_Problem_
In the lines below, change every "simplified polygon" to "reduced polygon" and give them again with nothing else altered. Leave the pictures out.

_Information provided_
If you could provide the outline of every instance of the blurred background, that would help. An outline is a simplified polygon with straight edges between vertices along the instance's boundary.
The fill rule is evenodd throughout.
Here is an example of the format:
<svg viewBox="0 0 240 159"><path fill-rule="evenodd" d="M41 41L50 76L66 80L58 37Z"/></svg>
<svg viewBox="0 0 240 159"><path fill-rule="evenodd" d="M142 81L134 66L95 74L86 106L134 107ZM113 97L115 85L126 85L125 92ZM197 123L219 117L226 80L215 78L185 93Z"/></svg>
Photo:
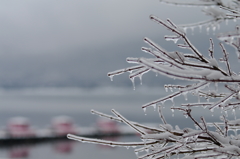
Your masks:
<svg viewBox="0 0 240 159"><path fill-rule="evenodd" d="M201 10L202 7L166 5L158 0L2 0L0 127L4 130L12 117L23 116L31 126L45 128L59 115L70 116L79 126L91 127L98 118L90 113L91 109L109 114L116 109L134 121L161 122L154 110L147 110L144 115L141 105L166 95L164 84L176 81L150 72L143 76L143 85L136 79L133 90L128 74L114 77L111 82L107 73L131 66L127 57L147 56L141 52L141 47L147 46L144 37L166 50L176 50L173 42L163 38L170 33L151 22L149 15L185 24L209 19ZM216 34L234 30L235 25L222 23L215 32L196 28L187 30L187 34L200 51L208 54L209 38L217 44ZM234 49L226 48L235 58ZM183 121L176 120L178 115L172 119L170 110L166 116L175 124ZM61 147L64 143L71 147L65 153ZM2 147L0 158L4 159L135 158L131 149L68 141Z"/></svg>

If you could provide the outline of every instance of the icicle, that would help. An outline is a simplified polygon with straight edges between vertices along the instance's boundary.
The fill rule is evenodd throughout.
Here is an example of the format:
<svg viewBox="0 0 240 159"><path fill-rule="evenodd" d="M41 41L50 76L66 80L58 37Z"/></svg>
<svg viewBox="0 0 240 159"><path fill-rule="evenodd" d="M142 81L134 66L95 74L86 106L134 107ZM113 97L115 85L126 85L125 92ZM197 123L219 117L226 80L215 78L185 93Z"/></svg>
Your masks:
<svg viewBox="0 0 240 159"><path fill-rule="evenodd" d="M200 103L201 101L200 101L200 96L199 96L199 94L198 94L197 96L198 96L198 103Z"/></svg>
<svg viewBox="0 0 240 159"><path fill-rule="evenodd" d="M165 101L161 101L161 105L163 108L165 108L165 105L164 105Z"/></svg>
<svg viewBox="0 0 240 159"><path fill-rule="evenodd" d="M149 149L148 149L148 148L145 148L145 151L148 153L148 152L149 152Z"/></svg>
<svg viewBox="0 0 240 159"><path fill-rule="evenodd" d="M183 28L184 33L187 33L187 27Z"/></svg>
<svg viewBox="0 0 240 159"><path fill-rule="evenodd" d="M216 26L212 26L212 30L213 30L213 33L215 33L215 30L216 30Z"/></svg>
<svg viewBox="0 0 240 159"><path fill-rule="evenodd" d="M226 19L225 23L226 23L226 25L228 25L228 19Z"/></svg>
<svg viewBox="0 0 240 159"><path fill-rule="evenodd" d="M202 25L199 25L199 32L201 33L202 32Z"/></svg>
<svg viewBox="0 0 240 159"><path fill-rule="evenodd" d="M207 29L206 29L206 30L207 30L207 35L209 35L209 27L207 27Z"/></svg>
<svg viewBox="0 0 240 159"><path fill-rule="evenodd" d="M111 81L113 81L113 76L114 76L114 75L109 76L109 78L110 78Z"/></svg>
<svg viewBox="0 0 240 159"><path fill-rule="evenodd" d="M168 87L167 87L167 86L164 86L164 88L165 88L165 91L168 92Z"/></svg>
<svg viewBox="0 0 240 159"><path fill-rule="evenodd" d="M154 111L156 111L157 104L153 104L152 106L153 106Z"/></svg>
<svg viewBox="0 0 240 159"><path fill-rule="evenodd" d="M132 84L133 84L133 90L135 90L135 82L134 82L134 78L135 78L135 77L130 78L130 80L132 81Z"/></svg>
<svg viewBox="0 0 240 159"><path fill-rule="evenodd" d="M139 77L139 80L140 80L140 84L142 85L142 74L140 74L138 77Z"/></svg>
<svg viewBox="0 0 240 159"><path fill-rule="evenodd" d="M135 151L135 155L138 156L138 151Z"/></svg>
<svg viewBox="0 0 240 159"><path fill-rule="evenodd" d="M183 94L185 100L188 100L188 99L187 99L187 92L183 92L182 94Z"/></svg>
<svg viewBox="0 0 240 159"><path fill-rule="evenodd" d="M215 91L218 91L218 82L215 82Z"/></svg>
<svg viewBox="0 0 240 159"><path fill-rule="evenodd" d="M234 108L232 109L232 114L233 114L233 116L234 116L234 118L235 118L235 120L236 120L236 119L237 119L237 118L236 118L236 111L235 111Z"/></svg>
<svg viewBox="0 0 240 159"><path fill-rule="evenodd" d="M173 98L170 98L169 100L171 100L171 101L172 101L172 103L173 103L173 106L175 106L174 99L173 99Z"/></svg>
<svg viewBox="0 0 240 159"><path fill-rule="evenodd" d="M172 117L174 117L174 109L171 109L171 111L172 111Z"/></svg>
<svg viewBox="0 0 240 159"><path fill-rule="evenodd" d="M192 35L194 35L194 27L191 27Z"/></svg>

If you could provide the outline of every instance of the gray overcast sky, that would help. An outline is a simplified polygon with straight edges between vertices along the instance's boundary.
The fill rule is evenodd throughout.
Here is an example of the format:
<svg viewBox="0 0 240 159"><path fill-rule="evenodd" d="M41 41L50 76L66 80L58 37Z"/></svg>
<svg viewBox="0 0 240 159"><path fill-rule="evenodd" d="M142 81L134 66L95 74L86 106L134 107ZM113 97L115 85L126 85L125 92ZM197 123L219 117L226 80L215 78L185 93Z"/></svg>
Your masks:
<svg viewBox="0 0 240 159"><path fill-rule="evenodd" d="M2 0L0 87L106 85L107 72L144 55L143 37L163 42L150 14L179 24L204 20L200 11L158 0Z"/></svg>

_Exercise response_
If you could provide the outline of every instance of the blurred background, that would help. An outline is a reduced polygon with straight edges between vertices along the instance's boundary.
The fill rule is evenodd throughout.
Here is an example of the format:
<svg viewBox="0 0 240 159"><path fill-rule="evenodd" d="M41 41L50 76L66 80L58 37Z"/></svg>
<svg viewBox="0 0 240 159"><path fill-rule="evenodd" d="M142 81L134 66L95 74L86 106L134 107ZM113 97L115 85L126 85L125 92ZM197 123L219 117L226 80L215 78L185 93Z"/></svg>
Photo:
Your masks:
<svg viewBox="0 0 240 159"><path fill-rule="evenodd" d="M201 10L202 7L166 5L158 0L2 0L0 127L4 130L12 117L23 116L31 126L45 128L59 115L70 116L79 126L91 127L98 118L90 113L91 109L109 114L116 109L134 121L161 122L154 110L147 110L144 115L141 105L166 95L164 84L176 81L150 72L143 76L143 85L136 79L133 90L128 74L114 77L111 82L107 73L131 66L127 57L147 56L141 52L141 47L147 46L144 37L166 50L176 50L173 42L163 38L170 33L151 22L149 15L185 24L209 19ZM216 34L234 30L235 25L222 23L215 32L196 28L187 30L187 34L200 51L208 54L209 38L217 44ZM234 49L226 48L235 58ZM183 121L176 120L178 115L172 119L170 110L166 116L175 124ZM61 147L64 143L71 147L65 153ZM2 147L0 158L4 159L135 158L131 149L68 141Z"/></svg>

If you could provide the outline of every instance of the icicle, that would help. An outline is a reduced polygon with straight edges between vertices along the instance's boundary.
The fill rule is evenodd throughout.
Here is an example of the format:
<svg viewBox="0 0 240 159"><path fill-rule="evenodd" d="M41 41L50 76L66 80L58 37Z"/></svg>
<svg viewBox="0 0 240 159"><path fill-rule="evenodd" d="M142 81L134 66L95 74L86 106L134 107ZM113 97L115 85L126 85L125 92ZM197 123L219 117L226 80L215 78L185 93Z"/></svg>
Your masks:
<svg viewBox="0 0 240 159"><path fill-rule="evenodd" d="M200 103L201 101L200 101L200 96L199 96L199 94L198 94L197 96L198 96L198 103Z"/></svg>
<svg viewBox="0 0 240 159"><path fill-rule="evenodd" d="M165 101L161 101L161 105L163 108L165 108L165 105L164 105Z"/></svg>
<svg viewBox="0 0 240 159"><path fill-rule="evenodd" d="M149 149L148 149L148 148L145 148L145 151L148 153L148 152L149 152Z"/></svg>
<svg viewBox="0 0 240 159"><path fill-rule="evenodd" d="M183 28L184 33L187 33L187 27Z"/></svg>
<svg viewBox="0 0 240 159"><path fill-rule="evenodd" d="M216 26L212 26L212 30L213 30L213 33L215 33L215 30L216 30Z"/></svg>
<svg viewBox="0 0 240 159"><path fill-rule="evenodd" d="M226 19L225 23L226 23L226 25L228 25L228 19Z"/></svg>
<svg viewBox="0 0 240 159"><path fill-rule="evenodd" d="M202 25L199 25L199 32L201 33L202 32Z"/></svg>
<svg viewBox="0 0 240 159"><path fill-rule="evenodd" d="M207 29L206 29L206 30L207 30L207 35L209 35L209 27L207 27Z"/></svg>
<svg viewBox="0 0 240 159"><path fill-rule="evenodd" d="M111 81L113 81L113 76L114 76L114 75L109 76L109 78L110 78Z"/></svg>
<svg viewBox="0 0 240 159"><path fill-rule="evenodd" d="M168 87L167 87L167 86L164 86L164 88L165 88L165 91L168 92Z"/></svg>
<svg viewBox="0 0 240 159"><path fill-rule="evenodd" d="M154 111L156 111L157 104L153 104L152 106L153 106Z"/></svg>
<svg viewBox="0 0 240 159"><path fill-rule="evenodd" d="M132 84L133 84L133 90L135 90L135 82L134 82L134 78L135 78L135 77L130 78L130 80L132 81Z"/></svg>
<svg viewBox="0 0 240 159"><path fill-rule="evenodd" d="M139 77L139 80L140 80L140 84L142 85L142 74L140 74L138 77Z"/></svg>
<svg viewBox="0 0 240 159"><path fill-rule="evenodd" d="M135 151L135 155L138 156L138 151Z"/></svg>
<svg viewBox="0 0 240 159"><path fill-rule="evenodd" d="M183 94L185 100L188 100L188 99L187 99L187 92L183 92L182 94Z"/></svg>
<svg viewBox="0 0 240 159"><path fill-rule="evenodd" d="M215 91L218 91L218 82L215 82Z"/></svg>
<svg viewBox="0 0 240 159"><path fill-rule="evenodd" d="M234 108L232 109L232 114L233 114L233 116L234 116L234 118L235 118L235 120L236 120L236 119L237 119L237 118L236 118L236 111L235 111Z"/></svg>
<svg viewBox="0 0 240 159"><path fill-rule="evenodd" d="M173 98L170 98L169 100L171 100L171 101L172 101L172 103L173 103L173 106L175 106L174 99L173 99Z"/></svg>
<svg viewBox="0 0 240 159"><path fill-rule="evenodd" d="M172 117L174 117L174 109L171 109L171 111L172 111Z"/></svg>
<svg viewBox="0 0 240 159"><path fill-rule="evenodd" d="M192 35L194 35L194 27L191 27Z"/></svg>

If you could provide the outline of every instance of the gray overcast sky, that would help. An outline is a reduced polygon with straight edges between vertices along the instance's boundary.
The fill rule is evenodd throughout.
Here is an example of the format:
<svg viewBox="0 0 240 159"><path fill-rule="evenodd" d="M41 41L50 76L66 80L58 37Z"/></svg>
<svg viewBox="0 0 240 159"><path fill-rule="evenodd" d="M142 81L134 66L95 74L86 106L134 107ZM113 97L115 85L126 85L125 92ZM197 123L219 117L226 80L215 78L185 93Z"/></svg>
Your masks:
<svg viewBox="0 0 240 159"><path fill-rule="evenodd" d="M2 0L0 87L106 85L107 72L144 55L143 37L163 42L150 14L179 24L204 20L200 11L158 0Z"/></svg>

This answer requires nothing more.